--- DATA PROVIDED ---
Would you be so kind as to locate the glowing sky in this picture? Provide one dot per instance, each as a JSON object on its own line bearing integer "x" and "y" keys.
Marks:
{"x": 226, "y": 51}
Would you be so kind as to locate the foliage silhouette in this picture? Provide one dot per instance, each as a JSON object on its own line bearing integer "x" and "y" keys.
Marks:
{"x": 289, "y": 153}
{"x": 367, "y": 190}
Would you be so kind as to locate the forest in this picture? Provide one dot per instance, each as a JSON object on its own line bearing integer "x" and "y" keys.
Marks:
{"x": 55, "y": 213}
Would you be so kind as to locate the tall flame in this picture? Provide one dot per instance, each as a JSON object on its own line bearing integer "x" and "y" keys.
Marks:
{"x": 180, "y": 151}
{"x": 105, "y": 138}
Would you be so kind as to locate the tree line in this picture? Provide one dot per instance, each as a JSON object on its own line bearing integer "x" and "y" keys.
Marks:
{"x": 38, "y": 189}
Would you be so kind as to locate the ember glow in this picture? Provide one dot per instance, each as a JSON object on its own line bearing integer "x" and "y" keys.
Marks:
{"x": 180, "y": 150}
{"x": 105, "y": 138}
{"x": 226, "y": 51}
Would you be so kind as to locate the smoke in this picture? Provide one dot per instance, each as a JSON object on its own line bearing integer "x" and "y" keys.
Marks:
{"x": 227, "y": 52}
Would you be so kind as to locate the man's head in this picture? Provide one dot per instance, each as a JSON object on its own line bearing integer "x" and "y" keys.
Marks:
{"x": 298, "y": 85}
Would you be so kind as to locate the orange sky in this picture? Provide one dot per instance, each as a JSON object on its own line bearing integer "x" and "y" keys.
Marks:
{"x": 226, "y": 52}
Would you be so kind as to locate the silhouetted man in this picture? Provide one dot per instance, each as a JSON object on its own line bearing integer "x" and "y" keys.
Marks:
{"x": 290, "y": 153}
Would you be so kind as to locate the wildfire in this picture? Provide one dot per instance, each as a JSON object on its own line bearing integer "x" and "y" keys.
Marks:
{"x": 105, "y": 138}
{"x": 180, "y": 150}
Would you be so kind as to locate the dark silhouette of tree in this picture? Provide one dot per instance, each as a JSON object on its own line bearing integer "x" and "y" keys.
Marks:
* * *
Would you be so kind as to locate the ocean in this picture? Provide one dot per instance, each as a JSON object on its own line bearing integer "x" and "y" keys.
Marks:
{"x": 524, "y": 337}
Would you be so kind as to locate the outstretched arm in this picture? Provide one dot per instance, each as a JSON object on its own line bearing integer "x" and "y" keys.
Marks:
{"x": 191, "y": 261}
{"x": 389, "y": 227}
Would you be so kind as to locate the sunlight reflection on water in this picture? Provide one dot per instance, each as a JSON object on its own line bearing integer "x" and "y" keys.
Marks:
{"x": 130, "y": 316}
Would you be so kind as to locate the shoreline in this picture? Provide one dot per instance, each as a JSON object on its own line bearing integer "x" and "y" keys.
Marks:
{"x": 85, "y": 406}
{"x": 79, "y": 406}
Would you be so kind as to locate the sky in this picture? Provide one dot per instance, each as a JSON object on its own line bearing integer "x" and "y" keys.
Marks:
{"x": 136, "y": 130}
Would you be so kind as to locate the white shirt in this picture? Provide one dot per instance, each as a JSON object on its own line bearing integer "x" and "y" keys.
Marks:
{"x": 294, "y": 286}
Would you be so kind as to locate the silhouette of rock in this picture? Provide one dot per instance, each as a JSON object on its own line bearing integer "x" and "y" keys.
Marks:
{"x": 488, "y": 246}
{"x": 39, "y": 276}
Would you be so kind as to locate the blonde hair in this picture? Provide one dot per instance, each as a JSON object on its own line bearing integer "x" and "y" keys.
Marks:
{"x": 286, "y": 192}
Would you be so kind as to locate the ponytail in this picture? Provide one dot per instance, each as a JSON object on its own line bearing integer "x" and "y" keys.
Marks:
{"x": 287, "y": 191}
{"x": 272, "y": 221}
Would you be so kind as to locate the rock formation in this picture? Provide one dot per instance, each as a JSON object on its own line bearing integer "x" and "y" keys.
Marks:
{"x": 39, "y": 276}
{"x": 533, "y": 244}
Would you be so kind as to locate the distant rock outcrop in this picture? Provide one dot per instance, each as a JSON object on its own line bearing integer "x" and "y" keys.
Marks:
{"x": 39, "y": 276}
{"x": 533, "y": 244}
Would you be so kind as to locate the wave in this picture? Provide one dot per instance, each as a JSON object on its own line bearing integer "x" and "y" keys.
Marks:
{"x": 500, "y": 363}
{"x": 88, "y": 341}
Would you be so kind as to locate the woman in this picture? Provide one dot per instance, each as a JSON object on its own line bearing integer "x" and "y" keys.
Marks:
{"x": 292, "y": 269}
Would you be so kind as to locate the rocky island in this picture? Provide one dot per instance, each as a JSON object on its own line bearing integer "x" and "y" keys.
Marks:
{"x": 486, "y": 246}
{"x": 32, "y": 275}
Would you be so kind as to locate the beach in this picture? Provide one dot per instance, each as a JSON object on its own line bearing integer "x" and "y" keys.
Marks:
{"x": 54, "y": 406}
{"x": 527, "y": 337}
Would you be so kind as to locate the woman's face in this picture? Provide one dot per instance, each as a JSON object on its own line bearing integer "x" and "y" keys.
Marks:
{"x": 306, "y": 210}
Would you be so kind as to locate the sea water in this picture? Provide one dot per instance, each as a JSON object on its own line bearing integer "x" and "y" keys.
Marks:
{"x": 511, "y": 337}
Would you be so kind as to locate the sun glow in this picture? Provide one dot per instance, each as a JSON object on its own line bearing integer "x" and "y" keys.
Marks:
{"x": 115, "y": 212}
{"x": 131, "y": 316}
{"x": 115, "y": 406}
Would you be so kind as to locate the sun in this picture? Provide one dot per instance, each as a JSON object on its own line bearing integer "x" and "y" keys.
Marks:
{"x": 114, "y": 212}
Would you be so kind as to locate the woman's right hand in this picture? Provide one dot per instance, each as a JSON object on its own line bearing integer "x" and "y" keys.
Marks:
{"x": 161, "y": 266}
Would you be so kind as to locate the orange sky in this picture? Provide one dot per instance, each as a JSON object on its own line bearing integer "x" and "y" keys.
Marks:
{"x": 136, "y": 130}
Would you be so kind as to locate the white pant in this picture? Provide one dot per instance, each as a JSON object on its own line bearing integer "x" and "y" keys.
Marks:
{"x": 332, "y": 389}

--- GIVEN EXERCISE ---
Filter the material above and copy out every line that contains the string "water". Treat uppercase and lowercase as different.

--- RESULT OF THIS EXERCISE ---
Would you be so kind as to locate the sunlight reflection on water in this picture? Provide one dot per instance, each as a JSON object on its own line bearing integer "x" and "y" keys.
Would you be so kind as to locate the sea water in this picture? Provide one dot per instance, each as a JSON object on its own line bearing integer "x" and "y" keys.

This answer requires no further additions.